* _What to do_
What you produce should match the records exactly, line for line.

* _Data for review_

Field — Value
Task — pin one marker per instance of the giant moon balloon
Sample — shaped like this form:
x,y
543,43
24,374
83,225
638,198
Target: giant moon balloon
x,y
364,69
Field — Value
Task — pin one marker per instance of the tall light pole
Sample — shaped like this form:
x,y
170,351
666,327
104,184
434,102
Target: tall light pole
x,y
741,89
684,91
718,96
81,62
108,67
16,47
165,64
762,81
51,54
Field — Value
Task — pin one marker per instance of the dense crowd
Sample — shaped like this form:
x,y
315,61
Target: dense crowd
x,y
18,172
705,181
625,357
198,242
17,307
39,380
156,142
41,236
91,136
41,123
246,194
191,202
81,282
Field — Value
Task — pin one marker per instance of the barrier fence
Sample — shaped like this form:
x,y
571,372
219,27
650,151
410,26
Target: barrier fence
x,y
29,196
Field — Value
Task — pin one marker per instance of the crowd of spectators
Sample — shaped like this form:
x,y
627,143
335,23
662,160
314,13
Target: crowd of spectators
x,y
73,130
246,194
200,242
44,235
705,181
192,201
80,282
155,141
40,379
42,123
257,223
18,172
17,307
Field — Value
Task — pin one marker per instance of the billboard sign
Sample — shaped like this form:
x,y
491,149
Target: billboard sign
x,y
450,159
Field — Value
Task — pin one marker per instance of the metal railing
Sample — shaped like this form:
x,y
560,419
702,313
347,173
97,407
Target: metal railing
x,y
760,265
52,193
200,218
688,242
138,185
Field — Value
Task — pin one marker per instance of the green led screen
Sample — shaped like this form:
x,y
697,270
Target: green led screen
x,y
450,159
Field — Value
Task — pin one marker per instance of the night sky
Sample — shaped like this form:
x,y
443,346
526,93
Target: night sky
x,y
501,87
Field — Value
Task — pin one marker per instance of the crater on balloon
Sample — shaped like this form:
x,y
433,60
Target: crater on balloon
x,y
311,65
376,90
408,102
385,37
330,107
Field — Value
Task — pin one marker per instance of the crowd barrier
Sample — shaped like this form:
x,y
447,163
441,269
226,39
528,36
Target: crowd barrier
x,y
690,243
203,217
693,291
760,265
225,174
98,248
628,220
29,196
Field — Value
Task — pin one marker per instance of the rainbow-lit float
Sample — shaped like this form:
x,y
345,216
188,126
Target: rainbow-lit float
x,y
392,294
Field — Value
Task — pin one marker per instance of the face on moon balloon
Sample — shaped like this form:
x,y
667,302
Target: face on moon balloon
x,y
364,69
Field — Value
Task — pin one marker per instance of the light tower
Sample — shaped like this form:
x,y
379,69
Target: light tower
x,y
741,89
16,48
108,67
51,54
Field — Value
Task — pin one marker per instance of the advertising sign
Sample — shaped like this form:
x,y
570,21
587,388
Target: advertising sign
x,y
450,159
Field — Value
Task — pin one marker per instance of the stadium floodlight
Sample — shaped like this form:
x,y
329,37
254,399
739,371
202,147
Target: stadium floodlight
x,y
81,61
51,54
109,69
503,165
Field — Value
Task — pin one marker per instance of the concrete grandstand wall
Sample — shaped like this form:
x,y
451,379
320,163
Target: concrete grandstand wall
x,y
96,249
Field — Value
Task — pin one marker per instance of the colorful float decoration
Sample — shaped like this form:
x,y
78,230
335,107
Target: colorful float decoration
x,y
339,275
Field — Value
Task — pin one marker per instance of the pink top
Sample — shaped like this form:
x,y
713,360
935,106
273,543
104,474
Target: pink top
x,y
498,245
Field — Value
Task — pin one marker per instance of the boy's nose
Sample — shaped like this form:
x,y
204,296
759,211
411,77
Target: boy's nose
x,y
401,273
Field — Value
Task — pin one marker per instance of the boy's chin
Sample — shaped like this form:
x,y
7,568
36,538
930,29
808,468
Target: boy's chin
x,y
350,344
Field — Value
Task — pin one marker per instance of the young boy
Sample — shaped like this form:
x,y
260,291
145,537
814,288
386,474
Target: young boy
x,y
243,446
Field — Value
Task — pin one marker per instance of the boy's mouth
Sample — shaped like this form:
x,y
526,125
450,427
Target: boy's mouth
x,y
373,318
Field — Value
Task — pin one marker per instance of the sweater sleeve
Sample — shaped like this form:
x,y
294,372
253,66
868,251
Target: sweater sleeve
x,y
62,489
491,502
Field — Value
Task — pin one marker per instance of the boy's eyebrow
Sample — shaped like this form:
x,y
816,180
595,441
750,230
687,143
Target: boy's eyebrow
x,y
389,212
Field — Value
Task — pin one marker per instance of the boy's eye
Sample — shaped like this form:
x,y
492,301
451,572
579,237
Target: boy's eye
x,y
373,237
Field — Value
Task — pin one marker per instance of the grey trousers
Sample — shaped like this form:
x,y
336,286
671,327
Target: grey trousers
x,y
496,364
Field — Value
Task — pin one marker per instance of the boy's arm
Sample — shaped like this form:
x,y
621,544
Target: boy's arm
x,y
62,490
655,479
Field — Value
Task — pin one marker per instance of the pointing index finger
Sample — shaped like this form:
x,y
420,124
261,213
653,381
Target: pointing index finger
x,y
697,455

* _Task solution_
Field — Value
Task — pin one marker per instance of the giant moon balloon
Sample — shaped like this form:
x,y
543,43
24,374
83,225
638,198
Target: giant moon balloon
x,y
364,69
Field — Value
Task — pin one marker per instance of the tall light pole
Sample — shaped like this form:
x,y
170,351
666,327
104,184
434,102
Target: tall light pole
x,y
741,89
684,91
718,96
81,62
108,67
16,47
165,64
762,81
51,54
Field — Value
Task — pin one marker per instance of the dense crowd
Sample — shaped like this form:
x,y
315,61
Target: dense crowd
x,y
18,172
705,181
625,357
198,242
17,307
39,380
156,142
41,236
91,136
41,123
246,194
191,202
81,282
Field — Value
Task — pin one marker per instance of the barrier fence
Sample — shaped like this form:
x,y
571,372
219,27
650,151
410,26
Target: barrier fence
x,y
29,196
Field — Value
Task — pin one marker per instance of the crowd of spectators
Sample — shaped like this form:
x,y
627,143
335,23
662,160
314,13
Target: crowd of spectators
x,y
73,130
246,194
200,242
44,235
705,181
192,201
80,282
155,141
40,379
42,123
257,223
18,172
17,307
Field — Value
Task — pin one marker per instance of the billboard sign
Sample — shaped like this form:
x,y
491,149
Target: billboard sign
x,y
450,159
Field — Value
Task — pin one marker per instance of the metal railing
Sample — shaped like this form:
x,y
560,419
702,313
347,173
97,407
Target: metal railing
x,y
760,265
52,193
200,218
688,242
138,185
Field — Value
Task — pin one marker per instance of the green led screen
Sample — shaped like this form:
x,y
697,270
Target: green led screen
x,y
450,159
Field — Value
Task — pin one marker per instance of the night sky
Sample — shaped like this form:
x,y
443,346
526,93
Target: night sky
x,y
501,87
Field — Value
Task — pin one marker per instance of the crater on balloon
Sample — shaped like this form:
x,y
433,60
Target: crater on balloon
x,y
311,65
376,90
408,102
385,37
330,107
Field — Value
Task — pin one marker per instance of the crowd barrier
Sample — shaped like this form:
x,y
447,163
441,269
226,39
528,36
Target: crowd barrier
x,y
690,243
203,217
693,291
760,265
225,174
98,248
628,220
29,196
Field — Value
Task — pin one marker per instance of the rainbow-lit float
Sample — shaped like this form:
x,y
345,216
188,126
Target: rainbow-lit float
x,y
392,294
Field — Value
Task — pin one marker per instance of the face on moon balloon
Sample — shaped like this form:
x,y
667,302
Target: face on moon balloon
x,y
364,69
Field — Value
Task — pin one marker per instance of the light tower
Sample — shaped like this form:
x,y
379,69
Target: light tower
x,y
741,89
16,48
108,67
51,54
Field — Value
Task — pin one marker per instance of the advertising sign
Sample — shaped like this form:
x,y
570,21
587,388
Target: advertising sign
x,y
450,159
Field — Value
Task — pin one marker per instance of the stadium floodlight
Sample — shaped like this form:
x,y
329,37
254,399
739,371
202,147
Target: stadium floodlight
x,y
81,61
51,54
109,69
503,165
Field — Value
Task — pin one marker per instance of the concrete grandstand wall
Sample — shaped like this form:
x,y
451,379
320,163
Target: concrete grandstand wall
x,y
96,249
Field — Value
Task — pin one marker per instance of the colorful float decoration
Sample — shaped like this form:
x,y
78,230
335,107
Target: colorful float decoration
x,y
339,275
Field — Value
Task — pin one marker per instance of the pink top
Sample — shaped like this form:
x,y
713,360
935,106
273,543
104,474
Target: pink top
x,y
498,245
Field — Value
Task — pin one marker per instance of the boy's nose
Sample — shaped like this form:
x,y
204,296
759,211
411,77
Target: boy's nose
x,y
401,273
Field — Value
Task — pin one marker per instance of the boy's chin
Sample — shaped like this form:
x,y
7,568
36,538
930,29
808,468
Target: boy's chin
x,y
350,344
Field — Value
Task — pin one marker per instance of the young boy
Sample — shaped like this form:
x,y
260,291
145,537
814,288
386,474
Target: young boy
x,y
243,446
Field — Value
Task — pin one marker per instance of the boy's mouth
Sample — shaped like this form:
x,y
526,125
450,427
Target: boy's mouth
x,y
373,318
Field — Value
Task — pin one marker per instance of the sweater sleeve
Sample — shaped like this form:
x,y
294,372
253,66
868,251
Target: sweater sleeve
x,y
62,489
491,502
Field — Value
Task — pin one marker per instance of the boy's eyebrow
Sample — shaped like this form:
x,y
816,180
595,441
750,230
687,143
Target: boy's eyebrow
x,y
389,212
Field — Value
Task — pin one marker per instance of the boy's eye
Sample — shaped like this form:
x,y
492,301
451,572
579,237
Target: boy's eye
x,y
373,237
Field — Value
Task — pin one marker per instance of the grey trousers
Sample — shaped like this form:
x,y
336,286
671,327
Target: grey trousers
x,y
496,364
Field — Value
Task — pin one marker per instance of the boy's arm
Sample — shaped like this form:
x,y
621,544
Target: boy's arm
x,y
62,490
655,479
Field — Value
Task — pin one marker per instance of the pointing index finger
Sample — shaped like this form:
x,y
420,124
261,213
653,381
Target: pointing index finger
x,y
697,455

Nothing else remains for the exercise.